EXERCISE: Please give back word for word the lines below, from the first one through the one with "Class: tree. Annotate".

SUPPLIED DATA:
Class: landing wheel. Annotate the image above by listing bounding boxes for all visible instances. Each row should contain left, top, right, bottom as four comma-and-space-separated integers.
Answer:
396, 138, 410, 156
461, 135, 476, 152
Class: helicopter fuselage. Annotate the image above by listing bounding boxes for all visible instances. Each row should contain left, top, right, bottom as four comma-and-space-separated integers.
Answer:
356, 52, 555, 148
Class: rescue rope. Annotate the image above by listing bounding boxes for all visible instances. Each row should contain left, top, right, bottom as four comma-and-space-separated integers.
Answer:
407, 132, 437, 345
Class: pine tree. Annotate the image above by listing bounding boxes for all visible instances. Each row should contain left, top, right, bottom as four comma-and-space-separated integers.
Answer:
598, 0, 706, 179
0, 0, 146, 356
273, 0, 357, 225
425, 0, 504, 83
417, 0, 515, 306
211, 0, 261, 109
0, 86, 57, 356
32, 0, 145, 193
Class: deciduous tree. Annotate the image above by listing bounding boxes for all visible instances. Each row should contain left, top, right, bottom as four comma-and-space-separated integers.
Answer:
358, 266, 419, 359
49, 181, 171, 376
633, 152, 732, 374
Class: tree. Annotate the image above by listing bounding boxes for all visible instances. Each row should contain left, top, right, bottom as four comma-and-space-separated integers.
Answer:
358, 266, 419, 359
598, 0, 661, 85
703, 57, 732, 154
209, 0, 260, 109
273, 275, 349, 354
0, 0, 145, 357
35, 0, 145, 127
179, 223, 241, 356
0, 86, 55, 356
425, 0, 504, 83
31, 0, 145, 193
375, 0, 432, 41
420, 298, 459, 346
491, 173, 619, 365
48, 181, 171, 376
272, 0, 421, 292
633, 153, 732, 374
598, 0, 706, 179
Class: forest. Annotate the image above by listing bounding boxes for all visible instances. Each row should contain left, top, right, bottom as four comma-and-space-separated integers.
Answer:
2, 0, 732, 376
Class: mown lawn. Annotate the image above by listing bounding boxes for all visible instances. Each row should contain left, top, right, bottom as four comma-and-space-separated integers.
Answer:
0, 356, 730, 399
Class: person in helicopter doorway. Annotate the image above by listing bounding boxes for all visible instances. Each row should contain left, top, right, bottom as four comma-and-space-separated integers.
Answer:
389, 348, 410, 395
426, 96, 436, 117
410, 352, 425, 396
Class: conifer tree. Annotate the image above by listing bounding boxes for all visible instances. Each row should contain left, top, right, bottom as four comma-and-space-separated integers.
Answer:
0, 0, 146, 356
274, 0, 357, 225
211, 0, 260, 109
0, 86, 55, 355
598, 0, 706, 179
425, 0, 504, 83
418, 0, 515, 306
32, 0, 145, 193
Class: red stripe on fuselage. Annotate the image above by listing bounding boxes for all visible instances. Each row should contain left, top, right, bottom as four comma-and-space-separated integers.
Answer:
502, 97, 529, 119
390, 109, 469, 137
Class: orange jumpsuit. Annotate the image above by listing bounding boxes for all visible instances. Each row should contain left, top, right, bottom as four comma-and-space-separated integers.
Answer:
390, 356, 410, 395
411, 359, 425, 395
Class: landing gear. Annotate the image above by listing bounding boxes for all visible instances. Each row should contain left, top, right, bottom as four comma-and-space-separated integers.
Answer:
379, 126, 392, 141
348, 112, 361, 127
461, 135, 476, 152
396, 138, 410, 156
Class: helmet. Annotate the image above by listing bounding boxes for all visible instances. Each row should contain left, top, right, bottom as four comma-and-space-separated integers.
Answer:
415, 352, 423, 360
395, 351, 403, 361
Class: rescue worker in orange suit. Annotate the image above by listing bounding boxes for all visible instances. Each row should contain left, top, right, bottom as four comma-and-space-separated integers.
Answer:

ANSWER TO THIS EXERCISE:
Class: landing wheel. Annotate the image above by listing bounding boxes for all visible instances. Each row should contain left, top, right, bottom as four comma-and-space-separated integers.
Answer:
396, 138, 410, 156
461, 135, 476, 152
Class: helicopter fuselage. Annotate the image above by listing bounding boxes for all visible instances. Each row should contain left, top, right, bottom as four comma-and-space-separated integers.
Answer:
356, 52, 555, 148
Class: rescue rope. Annotate the image above by listing bounding boxes for all visible instances. Each row should contain left, top, right, bottom as four comma-and-space-separated integers.
Answer:
407, 132, 437, 345
Class: pine tree. Annotate the image above by listing bounding boxes for all visible instances. Each row should contain left, top, right, bottom as four comma-and-space-separated integers.
Answer:
598, 0, 706, 179
0, 0, 146, 356
273, 0, 357, 225
425, 0, 504, 83
417, 0, 515, 306
211, 0, 261, 109
0, 86, 57, 356
32, 0, 145, 193
Class: deciduous tree. Annotate the image above by listing bounding boxes for all visible instances. Each row should contain left, top, right, bottom as four comma-and-space-separated integers.
Answer:
358, 266, 419, 359
49, 181, 171, 376
633, 152, 732, 374
Class: tree. Annotate the image above by listing bounding boxes for all visible instances. Each row should contain left, top, right, bottom as four comma-and-space-separated integers.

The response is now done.